*** DATA PROVIDED ***

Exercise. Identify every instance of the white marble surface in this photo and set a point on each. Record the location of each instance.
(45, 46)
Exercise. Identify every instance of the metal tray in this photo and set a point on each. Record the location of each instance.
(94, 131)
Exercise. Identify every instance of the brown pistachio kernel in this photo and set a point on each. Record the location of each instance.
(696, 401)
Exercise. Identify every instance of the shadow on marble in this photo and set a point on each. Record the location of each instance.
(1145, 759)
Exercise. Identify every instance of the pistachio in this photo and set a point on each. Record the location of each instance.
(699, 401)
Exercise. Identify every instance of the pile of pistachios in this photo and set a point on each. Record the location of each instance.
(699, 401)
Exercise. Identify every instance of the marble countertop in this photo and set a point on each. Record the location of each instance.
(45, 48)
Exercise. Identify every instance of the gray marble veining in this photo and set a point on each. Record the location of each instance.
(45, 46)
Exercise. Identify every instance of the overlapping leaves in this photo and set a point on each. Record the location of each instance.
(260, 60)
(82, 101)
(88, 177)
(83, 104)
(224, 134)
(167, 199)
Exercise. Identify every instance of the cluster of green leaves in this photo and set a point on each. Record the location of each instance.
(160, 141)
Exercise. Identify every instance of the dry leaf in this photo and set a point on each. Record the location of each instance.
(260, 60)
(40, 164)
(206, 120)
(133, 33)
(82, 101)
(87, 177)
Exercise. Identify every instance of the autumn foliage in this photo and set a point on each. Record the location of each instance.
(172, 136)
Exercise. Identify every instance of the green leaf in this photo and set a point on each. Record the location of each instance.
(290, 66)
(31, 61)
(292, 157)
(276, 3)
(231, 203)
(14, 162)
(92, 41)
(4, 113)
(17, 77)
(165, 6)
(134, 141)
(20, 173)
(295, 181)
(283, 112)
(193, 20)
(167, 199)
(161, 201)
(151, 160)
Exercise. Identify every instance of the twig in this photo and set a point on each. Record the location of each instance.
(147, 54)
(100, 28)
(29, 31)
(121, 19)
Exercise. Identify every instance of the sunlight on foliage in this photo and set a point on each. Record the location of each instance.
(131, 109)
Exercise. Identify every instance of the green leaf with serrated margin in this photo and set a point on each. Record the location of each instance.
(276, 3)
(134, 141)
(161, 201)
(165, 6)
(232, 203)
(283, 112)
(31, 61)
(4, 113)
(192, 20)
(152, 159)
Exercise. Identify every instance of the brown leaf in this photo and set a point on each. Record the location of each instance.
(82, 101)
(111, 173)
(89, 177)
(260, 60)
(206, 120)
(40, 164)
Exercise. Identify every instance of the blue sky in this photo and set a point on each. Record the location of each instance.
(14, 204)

***

● **SET PROBLEM**:
Render all of the items above as a JSON array of strings, with one string per line and any blank lines omitted.

● **FINISHED ANSWER**:
[
  "Exercise. Identify every instance of the white marble surface in this photo and set a point on each. Record the location of each instance.",
  "(45, 46)",
  "Exercise. Identify every instance of the metal tray in this photo and set a point on each. Record the location of each instance.",
  "(94, 131)",
  "Exercise. Identify every instance of the brown pistachio kernel in this photo and set a point on each. Record the location of each instance.",
  "(696, 401)",
  "Exercise. Identify every instance of the shadow on marble in this photo and set a point on each. Record the location of each instance.",
  "(1145, 759)",
  "Exercise. Identify every instance of the pistachio in this photo and set a point on each. Record the location of each instance.",
  "(699, 401)",
  "Exercise. Identify every instance of the pile of pistachios in this photo and set a point on each. Record the location of each instance.",
  "(699, 401)",
  "Exercise. Identify every instance of the marble countertop in this photo and set a point on each. Record the location of each instance.",
  "(45, 48)",
  "Exercise. Identify every instance of the gray marble veining in this photo and set a point on each. Record the location of each instance.",
  "(45, 46)",
  "Exercise. Identify every instance of the overlapping leaves in this photo and set a point on each. Record the location of each instance.",
  "(260, 60)",
  "(82, 101)",
  "(88, 177)",
  "(83, 104)",
  "(224, 134)",
  "(167, 199)",
  "Exercise. Identify every instance of the cluster of green leaves in this photo and set a point on each. Record the location of each instance.",
  "(160, 141)",
  "Exercise. Identify every instance of the dry leaf in this photo and set a point on each. Record the location of each instance.",
  "(260, 60)",
  "(40, 164)",
  "(206, 120)",
  "(133, 33)",
  "(82, 101)",
  "(87, 177)",
  "Exercise. Identify every instance of the autumn foliage in this photo and set a point on each. Record the location of each instance.",
  "(172, 136)",
  "Exercise. Identify every instance of the green leaf in this photo and set a point on each. Record the location of each instance.",
  "(290, 66)",
  "(31, 61)",
  "(292, 157)",
  "(276, 3)",
  "(231, 203)",
  "(14, 162)",
  "(92, 41)",
  "(4, 113)",
  "(17, 77)",
  "(165, 6)",
  "(134, 141)",
  "(20, 173)",
  "(295, 181)",
  "(283, 112)",
  "(193, 20)",
  "(167, 199)",
  "(161, 201)",
  "(151, 160)",
  "Exercise. Identify every instance of the twig in this photo and set a point on each. Record the location of each instance.",
  "(147, 54)",
  "(100, 28)",
  "(29, 31)",
  "(121, 19)",
  "Exercise. Identify every instance of the sunlight on foliage in this photo and set a point on each. Record the location of each instance.",
  "(131, 109)",
  "Exercise. Identify every instance of the green leaf with serrated margin in this photo and set a point on each. Record the location of each instance.",
  "(276, 3)",
  "(134, 141)",
  "(161, 201)",
  "(165, 6)",
  "(232, 203)",
  "(283, 112)",
  "(31, 61)",
  "(4, 113)",
  "(192, 20)",
  "(152, 159)",
  "Exercise. Identify every instance of the brown leaf in this photo and set a point on each. Record the location of each instance.",
  "(82, 101)",
  "(111, 173)",
  "(89, 177)",
  "(260, 60)",
  "(206, 120)",
  "(40, 164)",
  "Exercise. Identify every instance of the blue sky in this photo and set a point on each. Record the location of each instance.",
  "(14, 204)"
]